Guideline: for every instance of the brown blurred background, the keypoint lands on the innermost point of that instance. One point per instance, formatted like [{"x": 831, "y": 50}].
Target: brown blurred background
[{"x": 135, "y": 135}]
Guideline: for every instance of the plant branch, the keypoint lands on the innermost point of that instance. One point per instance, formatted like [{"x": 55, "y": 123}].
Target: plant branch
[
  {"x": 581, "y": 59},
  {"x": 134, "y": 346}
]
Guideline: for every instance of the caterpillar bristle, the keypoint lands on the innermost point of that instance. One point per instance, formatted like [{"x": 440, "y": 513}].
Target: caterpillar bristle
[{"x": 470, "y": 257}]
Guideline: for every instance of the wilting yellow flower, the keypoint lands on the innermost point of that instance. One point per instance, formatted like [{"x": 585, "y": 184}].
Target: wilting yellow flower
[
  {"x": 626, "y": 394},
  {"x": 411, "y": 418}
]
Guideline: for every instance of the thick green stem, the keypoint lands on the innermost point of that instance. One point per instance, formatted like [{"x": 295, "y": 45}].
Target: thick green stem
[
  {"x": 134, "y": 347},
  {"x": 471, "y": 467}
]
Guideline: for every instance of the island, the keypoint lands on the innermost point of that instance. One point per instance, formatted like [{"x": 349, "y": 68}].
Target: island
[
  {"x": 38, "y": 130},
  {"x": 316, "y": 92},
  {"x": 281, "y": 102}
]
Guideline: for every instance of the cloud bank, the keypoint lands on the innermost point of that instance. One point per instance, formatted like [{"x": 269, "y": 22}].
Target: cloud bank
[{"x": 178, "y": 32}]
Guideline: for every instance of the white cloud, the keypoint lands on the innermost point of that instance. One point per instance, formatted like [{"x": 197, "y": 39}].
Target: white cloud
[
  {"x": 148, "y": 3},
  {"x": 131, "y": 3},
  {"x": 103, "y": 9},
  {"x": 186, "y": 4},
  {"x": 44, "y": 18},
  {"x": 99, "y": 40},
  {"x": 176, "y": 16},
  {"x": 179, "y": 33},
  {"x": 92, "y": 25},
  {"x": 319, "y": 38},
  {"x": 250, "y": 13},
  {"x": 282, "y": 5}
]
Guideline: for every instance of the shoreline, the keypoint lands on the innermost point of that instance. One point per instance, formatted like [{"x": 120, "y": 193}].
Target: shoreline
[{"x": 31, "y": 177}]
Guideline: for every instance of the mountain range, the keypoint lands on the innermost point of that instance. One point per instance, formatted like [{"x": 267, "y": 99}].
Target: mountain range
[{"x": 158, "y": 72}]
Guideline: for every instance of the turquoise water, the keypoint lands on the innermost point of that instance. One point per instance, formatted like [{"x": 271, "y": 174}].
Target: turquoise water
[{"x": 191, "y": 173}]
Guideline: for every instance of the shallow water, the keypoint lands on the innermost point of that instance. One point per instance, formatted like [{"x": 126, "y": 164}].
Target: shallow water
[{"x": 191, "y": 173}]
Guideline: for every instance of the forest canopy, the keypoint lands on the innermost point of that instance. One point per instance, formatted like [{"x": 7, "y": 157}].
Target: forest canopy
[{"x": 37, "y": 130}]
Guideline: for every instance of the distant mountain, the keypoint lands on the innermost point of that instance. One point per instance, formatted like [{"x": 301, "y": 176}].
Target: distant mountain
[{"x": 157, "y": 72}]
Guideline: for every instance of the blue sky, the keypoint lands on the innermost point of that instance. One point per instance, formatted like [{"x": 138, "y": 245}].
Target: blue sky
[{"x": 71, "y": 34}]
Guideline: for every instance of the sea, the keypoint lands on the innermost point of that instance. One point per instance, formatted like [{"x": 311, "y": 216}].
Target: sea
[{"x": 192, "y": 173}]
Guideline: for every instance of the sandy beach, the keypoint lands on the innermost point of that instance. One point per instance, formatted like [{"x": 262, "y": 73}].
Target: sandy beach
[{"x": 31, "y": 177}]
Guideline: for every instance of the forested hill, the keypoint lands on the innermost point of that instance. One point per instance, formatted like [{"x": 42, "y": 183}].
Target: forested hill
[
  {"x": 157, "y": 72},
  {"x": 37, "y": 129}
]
☆ ☆ ☆ ☆ ☆
Transcribe the records above exactly as they appear.

> [SOLUTION FOR THIS EXERCISE]:
Guideline: for every instance of the brown blurred background, the keypoint lands on the innermost point of that instance. One point per instance, formatted like [{"x": 831, "y": 50}].
Target: brown blurred background
[{"x": 135, "y": 135}]
Guideline: for every instance of the plant branch, the keypoint lands on the innermost point of that instance. One point per instance, formatted like [{"x": 55, "y": 123}].
Target: plant branch
[
  {"x": 581, "y": 59},
  {"x": 134, "y": 346}
]
Guideline: for every instance of the caterpillar bristle, the keypoint lands on the innermost point of that instance. One point per instance, formatted like [{"x": 440, "y": 513}].
Target: caterpillar bristle
[{"x": 470, "y": 257}]
Guideline: for every instance of the wilting yellow flower, the keypoint lands on the innermost point of that instance. One point per instance, formatted like [{"x": 585, "y": 184}].
Target: wilting yellow flower
[
  {"x": 626, "y": 394},
  {"x": 411, "y": 418}
]
Guideline: for every instance of the thick green stem, the keypoint lands on the innermost point of that instance. One point per instance, formatted like [{"x": 295, "y": 45}].
Target: thick green stem
[
  {"x": 134, "y": 347},
  {"x": 471, "y": 467}
]
Guideline: for every instance of the island, the keypoint lands on the innermost point of that instance. One point per instance, formatted like [{"x": 349, "y": 68}].
Target: island
[
  {"x": 38, "y": 130},
  {"x": 316, "y": 92},
  {"x": 281, "y": 102}
]
Guideline: for every instance of the cloud bank, the keypoint lands on the innermost point of that instance. One point per instance, formatted like [{"x": 269, "y": 22}].
Target: cloud bank
[{"x": 178, "y": 32}]
Guideline: for every instance of the white cloud, the keypoint lands on the innermost point of that instance. One point per instance, formatted like [{"x": 197, "y": 39}].
Target: white cloud
[
  {"x": 148, "y": 3},
  {"x": 131, "y": 3},
  {"x": 103, "y": 9},
  {"x": 186, "y": 4},
  {"x": 44, "y": 18},
  {"x": 99, "y": 40},
  {"x": 176, "y": 16},
  {"x": 179, "y": 33},
  {"x": 92, "y": 25},
  {"x": 319, "y": 38},
  {"x": 250, "y": 13},
  {"x": 282, "y": 5}
]
Guideline: for every instance of the shoreline, the keypoint lands on the innermost point of that instance. One point per instance, formatted like [{"x": 120, "y": 193}].
Target: shoreline
[{"x": 31, "y": 177}]
Guideline: for every instance of the mountain range, the keypoint lands on the innermost point of that instance. One point per instance, formatted like [{"x": 267, "y": 99}].
Target: mountain range
[{"x": 158, "y": 72}]
Guideline: for every instance of the turquoise water, the keypoint lands on the innermost point of that instance. One point per instance, formatted like [{"x": 271, "y": 174}].
Target: turquoise water
[{"x": 191, "y": 173}]
Guideline: for every instance of the shallow water, the keypoint lands on the innermost point of that instance. One point per instance, formatted like [{"x": 126, "y": 164}].
Target: shallow water
[{"x": 191, "y": 173}]
Guideline: for every instance of the forest canopy, the keypoint lands on the innermost point of that instance. One point per instance, formatted like [{"x": 7, "y": 157}].
Target: forest canopy
[{"x": 37, "y": 130}]
Guideline: for every instance of the distant mountain, the keypoint lands on the innermost point of that instance. One point per instance, formatted like [{"x": 301, "y": 176}].
Target: distant mountain
[{"x": 157, "y": 72}]
Guideline: for every instance of the blue sky, the keypoint lands on the innermost point of that instance. One point per instance, formatted like [{"x": 138, "y": 245}].
Target: blue sky
[{"x": 71, "y": 34}]
Guideline: for every instance of the sea, the keypoint lands on the innermost point of that instance. One point per instance, formatted like [{"x": 311, "y": 216}].
Target: sea
[{"x": 192, "y": 173}]
Guideline: for every instance of the sandy beach, the keypoint lands on the innermost point of that instance. One point per instance, formatted like [{"x": 262, "y": 73}].
Target: sandy beach
[{"x": 31, "y": 177}]
Guideline: for every instance of the forested hill, the keypoint lands on the innermost point of that instance. One point per instance, formatted like [{"x": 42, "y": 183}].
Target: forested hill
[
  {"x": 157, "y": 72},
  {"x": 37, "y": 129}
]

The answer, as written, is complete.